┌─ Input data

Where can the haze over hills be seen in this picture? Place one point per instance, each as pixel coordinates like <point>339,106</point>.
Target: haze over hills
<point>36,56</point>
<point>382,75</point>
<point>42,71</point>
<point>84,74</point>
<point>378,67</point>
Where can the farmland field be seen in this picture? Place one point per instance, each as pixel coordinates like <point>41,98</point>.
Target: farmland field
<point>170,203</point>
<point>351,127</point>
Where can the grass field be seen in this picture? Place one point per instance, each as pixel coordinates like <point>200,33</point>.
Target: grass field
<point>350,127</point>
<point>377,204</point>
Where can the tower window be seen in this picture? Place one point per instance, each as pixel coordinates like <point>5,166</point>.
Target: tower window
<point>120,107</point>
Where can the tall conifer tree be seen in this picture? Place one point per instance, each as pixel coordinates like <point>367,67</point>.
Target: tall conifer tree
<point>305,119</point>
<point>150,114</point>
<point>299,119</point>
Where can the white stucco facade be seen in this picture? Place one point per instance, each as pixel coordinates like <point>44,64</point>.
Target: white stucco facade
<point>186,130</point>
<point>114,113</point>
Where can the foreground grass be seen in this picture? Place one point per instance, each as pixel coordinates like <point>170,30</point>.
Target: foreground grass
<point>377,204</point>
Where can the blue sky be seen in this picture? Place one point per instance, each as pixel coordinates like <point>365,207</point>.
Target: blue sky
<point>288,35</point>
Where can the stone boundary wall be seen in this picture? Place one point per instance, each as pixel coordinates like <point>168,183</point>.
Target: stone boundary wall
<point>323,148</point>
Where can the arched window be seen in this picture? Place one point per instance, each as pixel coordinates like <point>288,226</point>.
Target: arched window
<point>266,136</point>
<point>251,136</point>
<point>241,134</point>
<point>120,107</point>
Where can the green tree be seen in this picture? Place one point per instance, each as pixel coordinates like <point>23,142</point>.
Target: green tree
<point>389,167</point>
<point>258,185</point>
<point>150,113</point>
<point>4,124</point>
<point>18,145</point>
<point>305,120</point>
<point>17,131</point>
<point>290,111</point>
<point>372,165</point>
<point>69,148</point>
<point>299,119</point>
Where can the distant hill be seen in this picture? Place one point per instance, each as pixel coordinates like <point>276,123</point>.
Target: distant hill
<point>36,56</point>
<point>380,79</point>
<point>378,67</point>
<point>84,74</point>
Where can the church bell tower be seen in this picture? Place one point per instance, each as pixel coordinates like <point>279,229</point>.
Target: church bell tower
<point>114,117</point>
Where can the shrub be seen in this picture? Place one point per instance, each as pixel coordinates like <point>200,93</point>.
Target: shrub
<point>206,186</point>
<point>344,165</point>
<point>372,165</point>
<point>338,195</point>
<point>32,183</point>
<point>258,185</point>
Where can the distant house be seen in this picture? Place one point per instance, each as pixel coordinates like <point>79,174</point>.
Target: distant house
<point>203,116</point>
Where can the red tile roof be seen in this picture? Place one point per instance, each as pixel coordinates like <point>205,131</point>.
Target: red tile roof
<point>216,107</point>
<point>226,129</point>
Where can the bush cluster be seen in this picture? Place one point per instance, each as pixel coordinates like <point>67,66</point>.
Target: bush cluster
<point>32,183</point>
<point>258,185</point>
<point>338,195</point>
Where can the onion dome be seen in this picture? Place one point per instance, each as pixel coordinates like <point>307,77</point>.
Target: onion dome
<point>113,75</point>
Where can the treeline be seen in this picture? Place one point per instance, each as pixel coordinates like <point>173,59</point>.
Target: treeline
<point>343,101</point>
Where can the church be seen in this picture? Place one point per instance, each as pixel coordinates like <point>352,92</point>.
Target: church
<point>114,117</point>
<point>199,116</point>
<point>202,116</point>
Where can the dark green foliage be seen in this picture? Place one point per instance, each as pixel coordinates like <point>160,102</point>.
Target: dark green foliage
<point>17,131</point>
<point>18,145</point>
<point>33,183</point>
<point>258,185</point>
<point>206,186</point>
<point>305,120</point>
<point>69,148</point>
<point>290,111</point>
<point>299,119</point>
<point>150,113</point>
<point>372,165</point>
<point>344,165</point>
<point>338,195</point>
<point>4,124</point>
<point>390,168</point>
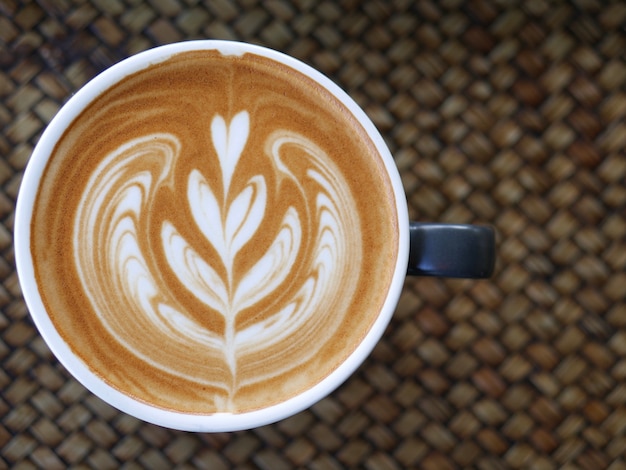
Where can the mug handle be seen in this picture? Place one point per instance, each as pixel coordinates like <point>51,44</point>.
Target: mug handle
<point>451,250</point>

└─

Copy every one of the records above word for word, but leave out the pictures.

▸ **Exercise solution**
Where can the haze over hills be seen in this picture? Place one point per instance, each as pixel coordinates like <point>339,106</point>.
Target: haze over hills
<point>36,56</point>
<point>382,75</point>
<point>42,71</point>
<point>84,74</point>
<point>378,67</point>
Where can the farmland field be seen in this picture? Place one point per instance, each as pixel coordinates like <point>41,98</point>.
Target: farmland field
<point>170,203</point>
<point>351,127</point>
Where can the grass field be seen in this picture? Place one point per instance, each as pixel coordinates like <point>200,33</point>.
Target: grass field
<point>350,127</point>
<point>377,204</point>
Where can the tower window be seen in this picture? Place one point per instance, each as pixel coordinates like <point>5,166</point>.
Target: tower window
<point>120,107</point>
Where can the tall conifer tree be seen in this picture? Place one point per instance, each as pixel coordinates like <point>367,67</point>.
Target: tall conifer tree
<point>305,119</point>
<point>150,114</point>
<point>299,119</point>
Where can the white stucco facade be seen in this picture? Place one point per instance, each as pixel coordinates like <point>44,64</point>.
Target: white stucco facade
<point>186,130</point>
<point>114,113</point>
Where can the foreground grass be seen in this picture? Place one point per instance, each as pixel coordinates like <point>170,30</point>.
Target: foreground grass
<point>377,204</point>
Where can the blue sky be seen in this picture? Place one point per instance, each as pixel coordinates like <point>365,207</point>.
Target: blue sky
<point>288,35</point>
Where can the stone boundary wall be seen in this picture? Place one point per instance, each as pixel coordinates like <point>168,183</point>.
Target: stone boundary wall
<point>323,148</point>
Where can the arched window be seen in this picture? Place one point per instance, each as pixel coordinates like <point>288,226</point>.
Target: arched window
<point>266,136</point>
<point>251,136</point>
<point>241,134</point>
<point>120,107</point>
Where can the green tree be seen in this picture? Place one point per instance, each as pixel coordinates like <point>23,142</point>.
Target: green tree
<point>389,167</point>
<point>258,185</point>
<point>150,113</point>
<point>4,124</point>
<point>18,145</point>
<point>305,120</point>
<point>17,131</point>
<point>290,111</point>
<point>372,165</point>
<point>69,148</point>
<point>299,119</point>
Where can the distant hill be seen in this picture? Place one point per instance, each as pixel coordinates like <point>276,123</point>.
Target: distant hill
<point>36,56</point>
<point>380,79</point>
<point>378,67</point>
<point>84,74</point>
Where can the church bell tower be seen in this picture? Place one point per instance, each as pixel coordinates like <point>279,229</point>.
Target: church bell tower
<point>114,117</point>
Where can the shrub be seen in this picture? Place one point per instance, each as pixel coordinates like <point>200,93</point>.
Target: shrub
<point>206,186</point>
<point>344,165</point>
<point>372,165</point>
<point>338,195</point>
<point>32,183</point>
<point>258,185</point>
Where can the distant house be seen in this picture? Place one point per instance, each as pixel coordinates like <point>79,174</point>.
Target: distant house
<point>203,116</point>
Where can the red tile roof be seen in this picture? Place one point per instance, each as pixel coordinates like <point>205,131</point>.
Target: red tile roof
<point>216,107</point>
<point>226,129</point>
Where can the bush cluster be seen in this picture? Place one point per instance, each as pixel coordinates like <point>67,66</point>.
Target: bush cluster
<point>32,183</point>
<point>258,185</point>
<point>338,195</point>
Where can the onion dome be seen in this picture? Place one point per instance, each as pixel coordinates like <point>307,77</point>.
Target: onion dome
<point>113,75</point>
Where can the treeline be seen in this picture? Place one point per instance, each as pixel coordinates like <point>173,59</point>.
Target: treeline
<point>343,101</point>
Where can the church be seen in this picture? Place one point per instance, each as pixel coordinates like <point>352,92</point>.
Target: church
<point>114,117</point>
<point>199,116</point>
<point>202,116</point>
Where can the dark green foliage be seen in this picture? Place one point per instance, each as pixel coordinates like <point>160,102</point>.
Target: dark green foliage
<point>17,131</point>
<point>18,145</point>
<point>33,183</point>
<point>258,185</point>
<point>206,186</point>
<point>305,120</point>
<point>69,148</point>
<point>290,111</point>
<point>299,119</point>
<point>150,113</point>
<point>372,165</point>
<point>344,165</point>
<point>338,195</point>
<point>4,124</point>
<point>390,168</point>
Where can the mug handle be seen in this picture? Place one point per instance, each as pixel coordinates like <point>51,44</point>.
Target: mug handle
<point>451,250</point>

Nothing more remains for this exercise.